## [INSTRUCTIONS FOR THE TASK]
Which lines in the data below contain the string "near"? Return every one of them in full, and treat uppercase and lowercase letters as different.

## [EXTRACTED MATERIAL]
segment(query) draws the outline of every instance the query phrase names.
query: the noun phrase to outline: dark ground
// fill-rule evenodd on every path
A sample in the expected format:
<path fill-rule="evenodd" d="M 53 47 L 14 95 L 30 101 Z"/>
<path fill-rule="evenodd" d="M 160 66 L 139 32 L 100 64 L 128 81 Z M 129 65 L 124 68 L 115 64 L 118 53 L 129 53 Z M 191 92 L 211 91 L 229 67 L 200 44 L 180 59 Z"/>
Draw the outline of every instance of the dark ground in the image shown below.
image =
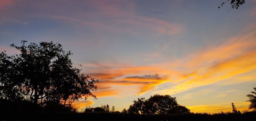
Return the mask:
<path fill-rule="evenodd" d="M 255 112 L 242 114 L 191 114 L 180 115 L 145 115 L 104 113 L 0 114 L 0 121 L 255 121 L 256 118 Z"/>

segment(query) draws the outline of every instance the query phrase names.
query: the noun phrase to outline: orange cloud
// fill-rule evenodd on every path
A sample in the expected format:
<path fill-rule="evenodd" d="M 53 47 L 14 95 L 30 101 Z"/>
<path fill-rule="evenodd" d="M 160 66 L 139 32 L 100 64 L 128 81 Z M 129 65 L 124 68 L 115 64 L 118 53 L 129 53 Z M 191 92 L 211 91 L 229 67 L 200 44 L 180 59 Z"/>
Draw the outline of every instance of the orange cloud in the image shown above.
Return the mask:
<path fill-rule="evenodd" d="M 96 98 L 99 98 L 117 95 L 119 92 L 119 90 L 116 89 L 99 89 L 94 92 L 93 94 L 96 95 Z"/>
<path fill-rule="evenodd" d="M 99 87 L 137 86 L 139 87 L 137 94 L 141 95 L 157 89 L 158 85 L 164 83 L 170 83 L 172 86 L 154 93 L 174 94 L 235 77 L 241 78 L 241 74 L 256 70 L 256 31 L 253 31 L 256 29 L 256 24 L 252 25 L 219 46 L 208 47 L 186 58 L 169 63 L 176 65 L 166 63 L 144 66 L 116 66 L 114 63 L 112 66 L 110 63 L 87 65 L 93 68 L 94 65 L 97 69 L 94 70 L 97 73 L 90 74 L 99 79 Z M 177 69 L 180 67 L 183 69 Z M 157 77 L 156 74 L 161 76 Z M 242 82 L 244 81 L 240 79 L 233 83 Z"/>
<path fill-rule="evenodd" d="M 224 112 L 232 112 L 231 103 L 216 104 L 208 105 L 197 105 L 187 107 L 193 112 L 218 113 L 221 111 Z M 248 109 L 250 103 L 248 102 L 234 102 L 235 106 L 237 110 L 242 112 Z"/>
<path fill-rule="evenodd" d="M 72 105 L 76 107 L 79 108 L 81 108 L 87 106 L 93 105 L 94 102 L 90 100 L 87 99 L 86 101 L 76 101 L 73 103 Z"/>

--

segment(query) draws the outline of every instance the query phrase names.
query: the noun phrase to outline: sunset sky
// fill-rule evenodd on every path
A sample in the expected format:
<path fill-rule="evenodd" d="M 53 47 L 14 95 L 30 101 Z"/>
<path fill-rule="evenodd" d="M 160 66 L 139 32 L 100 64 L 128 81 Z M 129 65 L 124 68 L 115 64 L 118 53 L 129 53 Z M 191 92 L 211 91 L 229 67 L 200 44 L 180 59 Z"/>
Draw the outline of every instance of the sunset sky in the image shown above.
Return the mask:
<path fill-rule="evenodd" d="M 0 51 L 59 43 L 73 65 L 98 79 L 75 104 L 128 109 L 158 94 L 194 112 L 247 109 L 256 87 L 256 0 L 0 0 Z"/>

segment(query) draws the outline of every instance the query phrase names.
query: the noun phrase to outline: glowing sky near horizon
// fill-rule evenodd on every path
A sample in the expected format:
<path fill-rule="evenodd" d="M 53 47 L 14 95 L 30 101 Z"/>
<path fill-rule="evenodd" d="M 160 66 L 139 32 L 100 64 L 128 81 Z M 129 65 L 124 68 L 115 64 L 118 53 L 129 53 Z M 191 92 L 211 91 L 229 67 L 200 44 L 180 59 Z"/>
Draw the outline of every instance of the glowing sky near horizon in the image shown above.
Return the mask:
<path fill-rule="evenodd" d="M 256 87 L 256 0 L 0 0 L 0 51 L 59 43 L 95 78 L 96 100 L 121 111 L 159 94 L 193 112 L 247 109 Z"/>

==

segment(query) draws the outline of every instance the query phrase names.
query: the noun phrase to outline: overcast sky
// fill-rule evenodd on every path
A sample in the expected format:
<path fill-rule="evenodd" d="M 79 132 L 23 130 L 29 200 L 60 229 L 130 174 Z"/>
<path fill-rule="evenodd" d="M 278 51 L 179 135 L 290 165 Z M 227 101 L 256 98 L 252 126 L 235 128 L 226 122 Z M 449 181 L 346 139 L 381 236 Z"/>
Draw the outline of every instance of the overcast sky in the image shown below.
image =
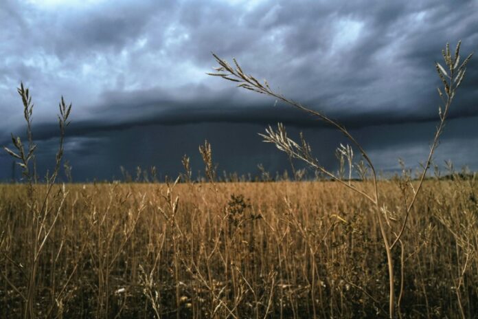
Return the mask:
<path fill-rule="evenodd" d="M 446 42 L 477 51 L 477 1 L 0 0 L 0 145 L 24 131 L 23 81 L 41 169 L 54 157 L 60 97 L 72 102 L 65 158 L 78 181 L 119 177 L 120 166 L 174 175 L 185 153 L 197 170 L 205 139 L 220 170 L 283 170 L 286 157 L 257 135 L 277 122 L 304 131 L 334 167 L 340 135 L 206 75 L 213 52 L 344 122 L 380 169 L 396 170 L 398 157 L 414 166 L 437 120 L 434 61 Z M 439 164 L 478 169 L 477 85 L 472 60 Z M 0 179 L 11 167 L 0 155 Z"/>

## [RESPONSE FOR THIS EXERCISE]
query: the noun phrase to outline: glowing sky near horizon
Draw the outline of every instance of the glowing sky near horizon in the image shown above.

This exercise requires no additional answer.